▶ [REQUIRED TASK]: Copy out word for word the lines of the listing from the line containing "Check that each instance of the headlight" through the last line of the listing, both included.

(Data entries)
● ● ● ● ●

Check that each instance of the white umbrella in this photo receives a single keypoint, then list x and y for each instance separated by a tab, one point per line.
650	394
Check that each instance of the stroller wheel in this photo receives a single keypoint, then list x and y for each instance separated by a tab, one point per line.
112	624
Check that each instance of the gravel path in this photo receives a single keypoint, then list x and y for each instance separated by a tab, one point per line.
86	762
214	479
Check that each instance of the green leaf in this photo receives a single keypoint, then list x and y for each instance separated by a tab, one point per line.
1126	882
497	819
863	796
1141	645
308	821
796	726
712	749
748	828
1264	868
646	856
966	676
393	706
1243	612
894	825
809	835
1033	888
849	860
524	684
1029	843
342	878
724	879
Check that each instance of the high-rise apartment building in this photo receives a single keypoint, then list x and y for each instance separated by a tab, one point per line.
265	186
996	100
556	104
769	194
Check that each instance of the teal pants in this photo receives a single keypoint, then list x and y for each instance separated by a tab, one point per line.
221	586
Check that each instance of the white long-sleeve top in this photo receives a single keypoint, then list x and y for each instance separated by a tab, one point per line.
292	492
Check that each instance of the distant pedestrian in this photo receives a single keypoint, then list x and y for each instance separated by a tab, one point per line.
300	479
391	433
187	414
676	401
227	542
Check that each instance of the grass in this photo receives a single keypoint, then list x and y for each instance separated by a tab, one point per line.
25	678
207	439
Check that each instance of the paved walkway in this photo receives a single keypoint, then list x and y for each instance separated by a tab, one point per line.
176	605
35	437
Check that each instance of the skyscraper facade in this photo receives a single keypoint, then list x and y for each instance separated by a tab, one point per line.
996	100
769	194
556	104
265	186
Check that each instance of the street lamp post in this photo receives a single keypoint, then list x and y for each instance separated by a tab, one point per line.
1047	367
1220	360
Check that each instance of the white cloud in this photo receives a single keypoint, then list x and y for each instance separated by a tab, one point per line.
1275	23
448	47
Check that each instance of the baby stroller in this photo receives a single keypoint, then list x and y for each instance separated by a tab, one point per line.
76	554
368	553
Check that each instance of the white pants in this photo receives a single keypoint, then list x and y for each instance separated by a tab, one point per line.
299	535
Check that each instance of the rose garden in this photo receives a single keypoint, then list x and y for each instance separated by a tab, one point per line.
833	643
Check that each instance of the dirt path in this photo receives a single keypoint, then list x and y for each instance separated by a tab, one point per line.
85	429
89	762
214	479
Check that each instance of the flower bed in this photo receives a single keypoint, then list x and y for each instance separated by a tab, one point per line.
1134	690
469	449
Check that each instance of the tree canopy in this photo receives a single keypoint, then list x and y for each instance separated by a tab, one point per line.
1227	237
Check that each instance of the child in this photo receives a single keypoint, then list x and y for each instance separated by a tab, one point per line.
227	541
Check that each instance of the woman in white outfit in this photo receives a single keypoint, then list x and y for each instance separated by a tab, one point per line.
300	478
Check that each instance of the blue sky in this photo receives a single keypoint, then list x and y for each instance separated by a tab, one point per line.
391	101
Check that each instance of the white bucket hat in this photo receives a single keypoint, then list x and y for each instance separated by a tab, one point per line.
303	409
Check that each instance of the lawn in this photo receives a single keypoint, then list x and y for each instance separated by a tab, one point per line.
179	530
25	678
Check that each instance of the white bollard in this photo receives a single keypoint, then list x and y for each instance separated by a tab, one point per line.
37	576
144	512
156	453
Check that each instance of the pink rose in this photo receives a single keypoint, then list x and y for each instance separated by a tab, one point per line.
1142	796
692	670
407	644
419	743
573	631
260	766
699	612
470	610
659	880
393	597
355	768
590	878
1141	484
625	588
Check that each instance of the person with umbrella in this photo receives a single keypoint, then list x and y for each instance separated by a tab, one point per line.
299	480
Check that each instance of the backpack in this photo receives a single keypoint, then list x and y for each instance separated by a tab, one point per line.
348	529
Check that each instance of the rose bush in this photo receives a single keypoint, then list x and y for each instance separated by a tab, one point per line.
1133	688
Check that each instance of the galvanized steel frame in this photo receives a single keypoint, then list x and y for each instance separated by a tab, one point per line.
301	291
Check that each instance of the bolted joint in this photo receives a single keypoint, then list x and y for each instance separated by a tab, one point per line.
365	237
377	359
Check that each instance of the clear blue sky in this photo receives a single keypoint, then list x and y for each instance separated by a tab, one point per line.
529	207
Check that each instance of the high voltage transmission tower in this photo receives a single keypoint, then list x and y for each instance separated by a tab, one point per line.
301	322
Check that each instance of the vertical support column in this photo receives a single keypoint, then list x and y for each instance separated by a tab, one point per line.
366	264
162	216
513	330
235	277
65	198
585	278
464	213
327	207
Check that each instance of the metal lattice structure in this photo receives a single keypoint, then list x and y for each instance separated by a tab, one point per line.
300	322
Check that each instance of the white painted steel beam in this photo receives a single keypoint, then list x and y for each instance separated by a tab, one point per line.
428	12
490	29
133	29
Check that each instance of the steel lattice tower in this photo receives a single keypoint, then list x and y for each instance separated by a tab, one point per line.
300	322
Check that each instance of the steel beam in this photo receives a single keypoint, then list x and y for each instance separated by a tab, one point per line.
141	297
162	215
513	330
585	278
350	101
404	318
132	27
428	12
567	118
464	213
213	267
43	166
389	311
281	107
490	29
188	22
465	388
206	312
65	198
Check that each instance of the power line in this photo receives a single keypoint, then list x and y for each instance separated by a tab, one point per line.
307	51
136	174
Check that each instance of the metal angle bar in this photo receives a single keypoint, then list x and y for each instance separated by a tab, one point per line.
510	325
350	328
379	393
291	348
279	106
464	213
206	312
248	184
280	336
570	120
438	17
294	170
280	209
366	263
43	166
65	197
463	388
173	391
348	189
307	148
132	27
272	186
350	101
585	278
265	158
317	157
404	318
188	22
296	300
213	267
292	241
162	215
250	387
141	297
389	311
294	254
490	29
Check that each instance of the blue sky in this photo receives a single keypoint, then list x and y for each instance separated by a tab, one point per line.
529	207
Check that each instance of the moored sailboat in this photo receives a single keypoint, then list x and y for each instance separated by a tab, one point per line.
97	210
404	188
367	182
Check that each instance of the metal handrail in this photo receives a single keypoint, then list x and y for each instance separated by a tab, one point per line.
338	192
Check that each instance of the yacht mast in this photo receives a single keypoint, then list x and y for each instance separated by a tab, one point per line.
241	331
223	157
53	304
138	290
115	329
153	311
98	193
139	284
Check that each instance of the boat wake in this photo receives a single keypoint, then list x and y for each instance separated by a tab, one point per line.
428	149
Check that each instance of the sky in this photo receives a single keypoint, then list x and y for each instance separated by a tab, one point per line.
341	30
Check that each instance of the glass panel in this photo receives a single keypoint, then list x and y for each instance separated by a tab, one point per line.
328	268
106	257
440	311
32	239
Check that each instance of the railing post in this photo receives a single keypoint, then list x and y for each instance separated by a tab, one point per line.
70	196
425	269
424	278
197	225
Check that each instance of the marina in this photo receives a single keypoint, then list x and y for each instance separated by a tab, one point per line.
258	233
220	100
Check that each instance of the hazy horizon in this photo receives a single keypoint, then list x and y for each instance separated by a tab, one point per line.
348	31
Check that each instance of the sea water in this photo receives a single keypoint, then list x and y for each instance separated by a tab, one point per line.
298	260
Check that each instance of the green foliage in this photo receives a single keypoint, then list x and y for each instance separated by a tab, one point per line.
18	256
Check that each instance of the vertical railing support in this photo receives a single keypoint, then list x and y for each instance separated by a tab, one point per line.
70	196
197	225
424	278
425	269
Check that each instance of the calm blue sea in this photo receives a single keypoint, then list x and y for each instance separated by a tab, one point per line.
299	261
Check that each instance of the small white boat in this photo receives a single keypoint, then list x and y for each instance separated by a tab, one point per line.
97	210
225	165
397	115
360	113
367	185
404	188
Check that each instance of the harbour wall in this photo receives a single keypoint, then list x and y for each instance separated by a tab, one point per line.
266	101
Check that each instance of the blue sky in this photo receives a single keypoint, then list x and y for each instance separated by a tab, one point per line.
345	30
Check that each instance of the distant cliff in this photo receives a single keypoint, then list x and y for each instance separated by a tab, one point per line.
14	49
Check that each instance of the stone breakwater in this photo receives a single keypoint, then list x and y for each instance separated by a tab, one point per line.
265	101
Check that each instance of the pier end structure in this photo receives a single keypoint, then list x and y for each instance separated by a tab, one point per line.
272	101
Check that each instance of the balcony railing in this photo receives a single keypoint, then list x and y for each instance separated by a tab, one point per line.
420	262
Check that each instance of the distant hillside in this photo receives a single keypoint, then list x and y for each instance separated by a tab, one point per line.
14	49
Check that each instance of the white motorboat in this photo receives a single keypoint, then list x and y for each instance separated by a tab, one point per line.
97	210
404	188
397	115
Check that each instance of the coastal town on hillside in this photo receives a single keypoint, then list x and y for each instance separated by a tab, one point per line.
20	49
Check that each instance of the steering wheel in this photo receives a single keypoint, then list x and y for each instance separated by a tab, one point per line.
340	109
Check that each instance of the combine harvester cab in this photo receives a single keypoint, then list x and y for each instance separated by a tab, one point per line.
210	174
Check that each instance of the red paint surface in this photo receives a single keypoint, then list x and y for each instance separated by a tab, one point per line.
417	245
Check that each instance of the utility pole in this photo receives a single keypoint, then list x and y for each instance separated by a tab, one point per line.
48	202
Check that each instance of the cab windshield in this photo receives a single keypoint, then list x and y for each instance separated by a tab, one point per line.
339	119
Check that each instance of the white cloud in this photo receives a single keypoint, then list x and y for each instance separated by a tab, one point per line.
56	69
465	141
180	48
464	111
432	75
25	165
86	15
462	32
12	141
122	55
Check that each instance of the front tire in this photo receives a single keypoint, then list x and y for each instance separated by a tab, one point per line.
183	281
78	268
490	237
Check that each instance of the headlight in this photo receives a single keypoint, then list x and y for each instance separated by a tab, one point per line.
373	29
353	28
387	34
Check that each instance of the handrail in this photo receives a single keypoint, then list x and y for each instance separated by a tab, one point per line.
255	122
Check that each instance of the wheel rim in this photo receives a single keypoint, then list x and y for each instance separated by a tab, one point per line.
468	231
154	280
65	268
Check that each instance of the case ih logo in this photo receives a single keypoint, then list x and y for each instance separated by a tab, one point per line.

● ● ● ● ●

▶ [REPLY TO THE TASK]:
Check that each instance of the headlight in this photo receives a single keypoint, then list x and y for each instance separated by a tab, one point per line.
373	29
353	28
387	34
Check that each instance of the handrail in this photo receives a single keypoint, then list x and y for each instance separated by a tab, one point per line.
255	122
Check that each instance of the wheel rim in this photo receives a single keypoint, then list x and y for each instance separated by a tab, one point per line.
468	231
154	280
65	268
Check that each instance of the case ih logo in this photo receives a single keypoint, then list x and y for each instance separated by a tab, one point per line.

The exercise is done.